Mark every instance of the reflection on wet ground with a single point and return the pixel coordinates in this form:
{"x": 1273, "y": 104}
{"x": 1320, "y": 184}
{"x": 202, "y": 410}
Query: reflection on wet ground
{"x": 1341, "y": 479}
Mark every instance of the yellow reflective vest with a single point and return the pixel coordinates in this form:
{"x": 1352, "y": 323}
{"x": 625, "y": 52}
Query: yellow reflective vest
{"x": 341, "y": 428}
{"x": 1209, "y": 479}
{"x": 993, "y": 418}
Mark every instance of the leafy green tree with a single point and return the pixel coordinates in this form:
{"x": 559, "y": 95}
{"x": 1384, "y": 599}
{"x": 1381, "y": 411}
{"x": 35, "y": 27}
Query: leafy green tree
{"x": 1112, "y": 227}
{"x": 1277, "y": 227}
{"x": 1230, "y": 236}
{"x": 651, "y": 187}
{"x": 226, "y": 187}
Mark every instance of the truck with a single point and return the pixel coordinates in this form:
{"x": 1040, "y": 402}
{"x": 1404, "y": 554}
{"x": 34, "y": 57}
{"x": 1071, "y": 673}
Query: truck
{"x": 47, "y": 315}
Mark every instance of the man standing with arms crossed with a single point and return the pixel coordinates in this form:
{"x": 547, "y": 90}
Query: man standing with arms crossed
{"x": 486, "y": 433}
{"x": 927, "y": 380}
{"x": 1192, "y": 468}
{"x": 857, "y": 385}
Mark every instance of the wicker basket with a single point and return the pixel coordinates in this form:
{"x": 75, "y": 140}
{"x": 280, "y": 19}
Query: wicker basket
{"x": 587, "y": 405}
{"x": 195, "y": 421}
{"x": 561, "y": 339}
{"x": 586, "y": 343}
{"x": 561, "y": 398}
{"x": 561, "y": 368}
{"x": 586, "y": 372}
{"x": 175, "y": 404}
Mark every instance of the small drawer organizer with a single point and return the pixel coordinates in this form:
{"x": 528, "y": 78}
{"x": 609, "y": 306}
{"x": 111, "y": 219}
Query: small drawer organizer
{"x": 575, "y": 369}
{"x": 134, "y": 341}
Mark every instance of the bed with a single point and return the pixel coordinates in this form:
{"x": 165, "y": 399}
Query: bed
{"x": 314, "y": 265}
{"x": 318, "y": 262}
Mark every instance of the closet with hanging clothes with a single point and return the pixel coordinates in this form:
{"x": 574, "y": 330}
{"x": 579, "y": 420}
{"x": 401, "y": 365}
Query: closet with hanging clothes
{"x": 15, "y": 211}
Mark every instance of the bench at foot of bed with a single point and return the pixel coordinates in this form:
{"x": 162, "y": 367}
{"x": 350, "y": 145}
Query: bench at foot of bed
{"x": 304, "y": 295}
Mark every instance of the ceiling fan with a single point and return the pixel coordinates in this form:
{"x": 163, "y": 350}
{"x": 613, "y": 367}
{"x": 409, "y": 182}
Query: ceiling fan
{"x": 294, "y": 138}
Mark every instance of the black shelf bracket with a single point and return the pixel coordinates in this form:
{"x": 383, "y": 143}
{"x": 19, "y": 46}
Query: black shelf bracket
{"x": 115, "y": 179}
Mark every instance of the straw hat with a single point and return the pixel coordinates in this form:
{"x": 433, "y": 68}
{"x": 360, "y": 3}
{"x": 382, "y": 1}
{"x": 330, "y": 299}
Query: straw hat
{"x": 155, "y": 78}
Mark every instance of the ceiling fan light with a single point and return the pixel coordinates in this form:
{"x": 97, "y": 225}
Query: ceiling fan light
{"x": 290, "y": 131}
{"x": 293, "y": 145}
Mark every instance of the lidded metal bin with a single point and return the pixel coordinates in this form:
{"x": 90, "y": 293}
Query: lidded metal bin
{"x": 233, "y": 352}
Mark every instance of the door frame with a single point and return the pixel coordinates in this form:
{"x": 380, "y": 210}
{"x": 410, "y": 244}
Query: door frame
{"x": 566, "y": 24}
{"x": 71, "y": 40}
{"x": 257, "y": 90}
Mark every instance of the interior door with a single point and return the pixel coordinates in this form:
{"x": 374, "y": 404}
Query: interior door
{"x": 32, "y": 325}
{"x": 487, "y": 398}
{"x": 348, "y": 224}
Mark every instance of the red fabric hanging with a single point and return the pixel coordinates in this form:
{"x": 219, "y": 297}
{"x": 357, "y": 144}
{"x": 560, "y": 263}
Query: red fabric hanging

# WHAT THE TASK ASKS
Each line from the one containing "Mark every instance of the ceiling fan with" to the end of the listing above should be copied exactly, and nothing else.

# FINAL RESULT
Mark every instance of the ceiling fan with a single point and return the pixel coordinates in this form:
{"x": 163, "y": 350}
{"x": 613, "y": 367}
{"x": 409, "y": 182}
Query: ceiling fan
{"x": 294, "y": 138}
Mark every instance of the black shelf bracket with a single point and return the pixel coordinates in this form:
{"x": 383, "y": 143}
{"x": 19, "y": 46}
Query: black shelf bracket
{"x": 115, "y": 179}
Mark every instance of the straw hat with a single point and return the pixel coordinates in this form:
{"x": 433, "y": 68}
{"x": 360, "y": 3}
{"x": 382, "y": 1}
{"x": 330, "y": 299}
Query: straw hat
{"x": 155, "y": 78}
Mark every instance of the ceiling fan light with a single point and return the pixel coordinates in this form:
{"x": 97, "y": 225}
Query: ceiling fan light
{"x": 290, "y": 131}
{"x": 293, "y": 145}
Mark every instance of the lidded metal bin with a single point and return the pixel coordinates in this form:
{"x": 90, "y": 293}
Query: lidded metal bin
{"x": 233, "y": 352}
Mark every instance of the door frame with a single point and return the pixel coordinates in this form:
{"x": 380, "y": 210}
{"x": 410, "y": 244}
Query: door frame
{"x": 566, "y": 24}
{"x": 71, "y": 40}
{"x": 257, "y": 90}
Mark every instance of the interior door with a single point and return the pixel coordinates in this form:
{"x": 374, "y": 404}
Query: interior door
{"x": 32, "y": 325}
{"x": 487, "y": 398}
{"x": 348, "y": 224}
Mark every instance of the red fabric hanging with a single point and return the pixel coordinates in this form:
{"x": 219, "y": 297}
{"x": 357, "y": 144}
{"x": 560, "y": 263}
Query: red fabric hanging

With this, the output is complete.